BEGIN
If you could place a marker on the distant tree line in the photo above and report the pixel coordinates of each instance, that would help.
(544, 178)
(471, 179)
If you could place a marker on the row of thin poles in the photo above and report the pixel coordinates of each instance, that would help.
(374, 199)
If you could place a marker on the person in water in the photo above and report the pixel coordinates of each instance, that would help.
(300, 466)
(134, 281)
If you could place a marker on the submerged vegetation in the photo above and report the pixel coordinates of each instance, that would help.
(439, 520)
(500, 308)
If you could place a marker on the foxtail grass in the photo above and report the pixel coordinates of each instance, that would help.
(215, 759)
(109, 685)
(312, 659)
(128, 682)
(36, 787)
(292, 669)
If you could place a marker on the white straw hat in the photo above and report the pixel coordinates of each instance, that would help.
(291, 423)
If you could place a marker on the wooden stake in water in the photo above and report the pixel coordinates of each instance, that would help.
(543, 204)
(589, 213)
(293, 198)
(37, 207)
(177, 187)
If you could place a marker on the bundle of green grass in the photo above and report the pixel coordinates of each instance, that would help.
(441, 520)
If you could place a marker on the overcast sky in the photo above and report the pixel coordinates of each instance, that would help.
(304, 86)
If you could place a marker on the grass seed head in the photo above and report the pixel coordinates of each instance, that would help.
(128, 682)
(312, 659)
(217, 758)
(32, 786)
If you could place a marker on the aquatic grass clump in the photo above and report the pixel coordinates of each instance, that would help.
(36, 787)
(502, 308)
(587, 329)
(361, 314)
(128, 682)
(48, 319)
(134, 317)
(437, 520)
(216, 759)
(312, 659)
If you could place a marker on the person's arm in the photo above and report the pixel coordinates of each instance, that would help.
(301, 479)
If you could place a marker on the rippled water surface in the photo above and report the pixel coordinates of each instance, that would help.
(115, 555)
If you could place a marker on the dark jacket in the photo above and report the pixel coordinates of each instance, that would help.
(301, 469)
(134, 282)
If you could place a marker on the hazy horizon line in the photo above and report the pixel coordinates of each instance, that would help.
END
> **The task**
The entries above should be copied out exactly, with none left out.

> **Solution below**
If you could place a marker on the distant tree line in the photo above and report the pixel coordinates of each instance, that would help.
(544, 178)
(471, 179)
If you could place a marker on the row of thin poles in the photo above and report the pixel coordinates of each instance, that would help.
(374, 199)
If you could place a marker on the person in water in the photo above and report the pixel coordinates of each instance, that would help.
(300, 466)
(134, 281)
If you could place a marker on the submerged vegetation in the photo above and report the pixel coordinates of each instance, that would help.
(439, 520)
(500, 308)
If you could place a marker on the foxtail grass in the photo above and report the pixel coordinates of each instance, that would help.
(215, 759)
(109, 685)
(312, 659)
(128, 682)
(36, 787)
(292, 669)
If you could place a marker on the white straw hat in the photo above and report the pixel coordinates of each instance, that would help.
(291, 423)
If you could place a marker on the wooden stake in water in the photo above and report the pixel coordinates of each instance, that would help.
(543, 204)
(589, 213)
(293, 198)
(37, 207)
(177, 187)
If you could place a marker on the bundle of green grass in the photo above and report the pixel coordinates of each instance, that would help.
(441, 520)
If you could place a marker on the overcast sky in the photo above and report the pixel coordinates of each instance, that would help.
(304, 86)
If you could place a marker on the grass seed head in the photo above and report the pixel coordinates of each instance, that would help.
(128, 682)
(312, 659)
(217, 758)
(32, 786)
If you could place a marker on the aquatic grass clump in the photo above and report the pixel coordinates of each instance, that would help.
(36, 787)
(502, 308)
(587, 329)
(361, 314)
(128, 682)
(48, 319)
(134, 317)
(437, 520)
(216, 759)
(312, 659)
If you could place a marker on the person's arm in the photo above and report the pixel coordinates of each instance, that would help.
(301, 479)
If you could place a marker on the rippled water surface in the photo above and report the pixel coordinates of each instance, that would help.
(115, 555)
If you could place a marker on the dark jacket in the photo above and report the pixel coordinates of each instance, that would help.
(301, 469)
(134, 282)
If you could place a marker on the hazy horizon line in the photo above and report the pixel coordinates of each instance, that would help.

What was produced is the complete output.